Testo estratto
▼▼▼

In un percorso psicologico, molte persone arrivano con l’idea di “aggiustarsi”, quasi come se fossero rotte. Ma lo scopo della psicoterapia non è eliminare ciò che ha fatto soffrire: è dare senso, luce e valore anche a ciò che ha ferito.

Il terapeuta accompagna la persona nel ricostruire una narrazione di sé che includa anche le fragilità, ma senza vergogna. Come l’artigiano che con pazienza unisce i frammenti, la psicoterapia cuce insieme esperienze e vissuti, restituendo un’immagine integrata, forte, vera.

Una lezione anche per le relazioni

Il Kintsugi può essere applicato anche alle relazioni umane. Legami spezzati, conflitti, perdite di fiducia possono essere ricostruiti, non cancellando l’errore, ma attraversandolo insieme. È la scelta di non negare la ferita, ma di accoglierla e impreziosirla con la cura, la responsabilità e il tempo.

▲▲▲

Dati estratti
▼▼▼

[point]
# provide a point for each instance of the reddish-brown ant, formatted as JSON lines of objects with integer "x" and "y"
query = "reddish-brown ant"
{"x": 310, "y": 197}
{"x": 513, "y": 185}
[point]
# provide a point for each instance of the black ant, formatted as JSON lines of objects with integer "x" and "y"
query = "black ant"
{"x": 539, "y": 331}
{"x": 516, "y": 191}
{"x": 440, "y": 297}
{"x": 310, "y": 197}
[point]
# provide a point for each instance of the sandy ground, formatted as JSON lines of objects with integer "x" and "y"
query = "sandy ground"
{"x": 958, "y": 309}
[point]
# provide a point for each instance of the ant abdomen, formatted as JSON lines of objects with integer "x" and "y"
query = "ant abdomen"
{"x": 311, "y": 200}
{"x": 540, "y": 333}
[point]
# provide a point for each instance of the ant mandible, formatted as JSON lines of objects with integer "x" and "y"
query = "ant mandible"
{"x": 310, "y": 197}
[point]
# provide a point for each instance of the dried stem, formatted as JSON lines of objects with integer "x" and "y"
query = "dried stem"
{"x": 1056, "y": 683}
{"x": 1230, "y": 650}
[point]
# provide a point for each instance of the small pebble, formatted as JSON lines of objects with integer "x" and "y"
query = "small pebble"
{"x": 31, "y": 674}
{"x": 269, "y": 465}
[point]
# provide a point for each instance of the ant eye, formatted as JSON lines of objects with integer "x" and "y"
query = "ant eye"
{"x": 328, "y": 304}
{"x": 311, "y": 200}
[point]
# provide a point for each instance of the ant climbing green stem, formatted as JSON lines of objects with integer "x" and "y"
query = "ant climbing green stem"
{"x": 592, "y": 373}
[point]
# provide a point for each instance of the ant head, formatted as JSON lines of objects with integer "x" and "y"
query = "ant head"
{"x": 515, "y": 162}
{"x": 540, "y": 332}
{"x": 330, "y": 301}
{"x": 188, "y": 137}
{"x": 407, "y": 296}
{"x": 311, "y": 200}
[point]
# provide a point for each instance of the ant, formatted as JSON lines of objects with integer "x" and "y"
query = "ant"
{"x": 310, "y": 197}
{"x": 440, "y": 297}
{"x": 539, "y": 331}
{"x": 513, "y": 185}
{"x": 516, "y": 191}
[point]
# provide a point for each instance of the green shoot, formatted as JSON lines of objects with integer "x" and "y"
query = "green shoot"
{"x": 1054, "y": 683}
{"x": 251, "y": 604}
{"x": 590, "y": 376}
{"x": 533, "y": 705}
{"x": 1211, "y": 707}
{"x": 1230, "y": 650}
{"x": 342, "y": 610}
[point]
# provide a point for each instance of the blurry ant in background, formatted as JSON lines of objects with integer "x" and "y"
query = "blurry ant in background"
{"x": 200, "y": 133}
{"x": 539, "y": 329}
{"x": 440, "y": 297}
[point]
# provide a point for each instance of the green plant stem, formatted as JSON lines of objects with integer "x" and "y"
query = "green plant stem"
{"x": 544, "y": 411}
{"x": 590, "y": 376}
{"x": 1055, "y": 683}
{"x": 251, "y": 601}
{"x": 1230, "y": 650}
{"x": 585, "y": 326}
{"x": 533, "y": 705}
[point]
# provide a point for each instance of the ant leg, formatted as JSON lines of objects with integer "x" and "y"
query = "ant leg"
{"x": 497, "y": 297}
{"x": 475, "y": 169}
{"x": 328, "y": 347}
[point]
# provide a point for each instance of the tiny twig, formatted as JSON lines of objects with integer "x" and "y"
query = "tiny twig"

▲▲▲
▼▼▼

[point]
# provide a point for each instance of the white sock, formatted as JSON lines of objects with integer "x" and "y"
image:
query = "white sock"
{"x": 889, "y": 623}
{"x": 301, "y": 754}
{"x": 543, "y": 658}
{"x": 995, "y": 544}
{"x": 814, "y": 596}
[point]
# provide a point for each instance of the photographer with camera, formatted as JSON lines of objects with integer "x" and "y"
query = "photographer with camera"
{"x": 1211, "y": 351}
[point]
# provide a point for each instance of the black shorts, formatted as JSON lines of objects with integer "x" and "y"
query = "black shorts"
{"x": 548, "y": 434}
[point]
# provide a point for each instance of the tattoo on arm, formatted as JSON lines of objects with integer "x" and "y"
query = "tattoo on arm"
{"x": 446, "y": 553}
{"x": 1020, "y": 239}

▲▲▲
▼▼▼

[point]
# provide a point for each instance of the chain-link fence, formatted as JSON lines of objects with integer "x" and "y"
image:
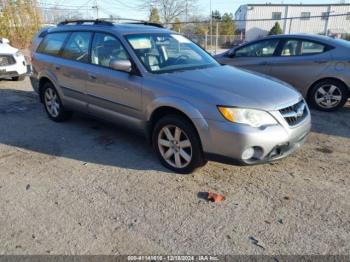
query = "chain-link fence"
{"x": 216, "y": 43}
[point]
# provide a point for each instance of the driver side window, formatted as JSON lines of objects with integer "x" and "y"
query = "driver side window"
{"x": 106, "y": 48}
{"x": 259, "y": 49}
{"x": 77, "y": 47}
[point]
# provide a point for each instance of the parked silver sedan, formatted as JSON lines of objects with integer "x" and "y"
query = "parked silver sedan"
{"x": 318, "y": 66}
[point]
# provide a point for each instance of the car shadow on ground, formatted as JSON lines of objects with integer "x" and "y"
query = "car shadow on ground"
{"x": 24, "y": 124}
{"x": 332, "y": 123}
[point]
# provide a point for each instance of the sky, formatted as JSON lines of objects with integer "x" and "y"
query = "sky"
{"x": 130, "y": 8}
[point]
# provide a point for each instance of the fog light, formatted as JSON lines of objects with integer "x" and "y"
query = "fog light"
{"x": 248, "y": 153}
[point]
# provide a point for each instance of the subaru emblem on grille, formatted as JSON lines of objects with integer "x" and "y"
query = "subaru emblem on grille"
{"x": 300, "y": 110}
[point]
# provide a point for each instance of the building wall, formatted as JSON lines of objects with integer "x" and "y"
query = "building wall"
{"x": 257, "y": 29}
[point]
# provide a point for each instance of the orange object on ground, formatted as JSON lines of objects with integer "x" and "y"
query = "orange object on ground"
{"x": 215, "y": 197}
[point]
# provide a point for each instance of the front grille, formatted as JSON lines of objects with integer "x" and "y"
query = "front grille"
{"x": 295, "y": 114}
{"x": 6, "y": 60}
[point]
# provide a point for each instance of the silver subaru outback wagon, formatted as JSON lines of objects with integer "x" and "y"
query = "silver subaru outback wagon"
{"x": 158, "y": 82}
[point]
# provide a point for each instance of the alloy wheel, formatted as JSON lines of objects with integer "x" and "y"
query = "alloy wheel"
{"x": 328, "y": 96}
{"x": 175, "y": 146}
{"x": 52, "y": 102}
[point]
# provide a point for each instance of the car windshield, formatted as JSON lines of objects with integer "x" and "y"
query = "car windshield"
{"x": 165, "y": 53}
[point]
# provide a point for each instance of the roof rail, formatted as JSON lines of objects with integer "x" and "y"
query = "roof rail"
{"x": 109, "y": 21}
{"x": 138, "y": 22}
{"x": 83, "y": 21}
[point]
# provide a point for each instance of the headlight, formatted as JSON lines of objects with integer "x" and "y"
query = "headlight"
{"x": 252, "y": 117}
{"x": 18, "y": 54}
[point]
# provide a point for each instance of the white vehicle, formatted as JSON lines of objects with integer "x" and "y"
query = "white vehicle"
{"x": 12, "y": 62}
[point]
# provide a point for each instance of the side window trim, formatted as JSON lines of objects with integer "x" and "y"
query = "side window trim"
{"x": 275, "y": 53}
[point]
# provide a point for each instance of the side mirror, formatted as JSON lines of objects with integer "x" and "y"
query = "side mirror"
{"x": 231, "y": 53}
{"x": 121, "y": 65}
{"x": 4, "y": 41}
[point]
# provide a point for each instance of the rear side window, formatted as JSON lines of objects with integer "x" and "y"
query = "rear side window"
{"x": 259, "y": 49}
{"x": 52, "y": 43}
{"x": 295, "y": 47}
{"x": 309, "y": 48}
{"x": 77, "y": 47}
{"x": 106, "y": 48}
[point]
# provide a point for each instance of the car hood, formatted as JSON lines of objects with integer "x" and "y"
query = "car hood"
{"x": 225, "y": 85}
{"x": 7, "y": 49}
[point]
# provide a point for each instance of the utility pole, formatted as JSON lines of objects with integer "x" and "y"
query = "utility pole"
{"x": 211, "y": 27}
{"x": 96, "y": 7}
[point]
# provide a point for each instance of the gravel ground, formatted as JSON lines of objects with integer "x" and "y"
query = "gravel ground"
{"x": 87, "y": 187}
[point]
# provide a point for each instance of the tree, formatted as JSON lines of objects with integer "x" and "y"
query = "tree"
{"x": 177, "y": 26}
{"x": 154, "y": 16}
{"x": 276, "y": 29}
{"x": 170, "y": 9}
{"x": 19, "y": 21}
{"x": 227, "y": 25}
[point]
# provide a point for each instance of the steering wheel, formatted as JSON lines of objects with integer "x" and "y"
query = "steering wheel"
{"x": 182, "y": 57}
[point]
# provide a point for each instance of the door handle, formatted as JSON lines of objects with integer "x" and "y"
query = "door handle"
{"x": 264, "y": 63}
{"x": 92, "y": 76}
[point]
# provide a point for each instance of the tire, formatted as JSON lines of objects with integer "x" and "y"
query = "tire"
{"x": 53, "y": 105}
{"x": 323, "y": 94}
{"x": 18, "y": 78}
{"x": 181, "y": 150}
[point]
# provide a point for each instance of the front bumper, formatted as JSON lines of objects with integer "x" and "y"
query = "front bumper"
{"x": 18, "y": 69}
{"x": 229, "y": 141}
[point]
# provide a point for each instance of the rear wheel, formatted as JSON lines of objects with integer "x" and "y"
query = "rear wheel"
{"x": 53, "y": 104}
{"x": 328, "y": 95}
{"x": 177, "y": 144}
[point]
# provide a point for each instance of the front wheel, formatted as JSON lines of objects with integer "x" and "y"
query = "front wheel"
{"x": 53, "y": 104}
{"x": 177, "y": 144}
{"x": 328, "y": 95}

▲▲▲

Da fare
Prosegui il testo sul Kintsugi nella psicoterapia e nelle relazioni, riprendendo subito dopo la sua ultima frase.

Risultato
Essere Kintsugi ogni giorno

Essere “Kintsugi” significa accettare la vulnerabilità come parte della propria bellezza. In un’epoca in cui si rincorre l’apparenza, il successo, la maschera, il Kintsugi ci riporta a una dimensione più autentica: la forza delle persone risiede anche nelle loro crepe. E la luce può passare proprio da lì.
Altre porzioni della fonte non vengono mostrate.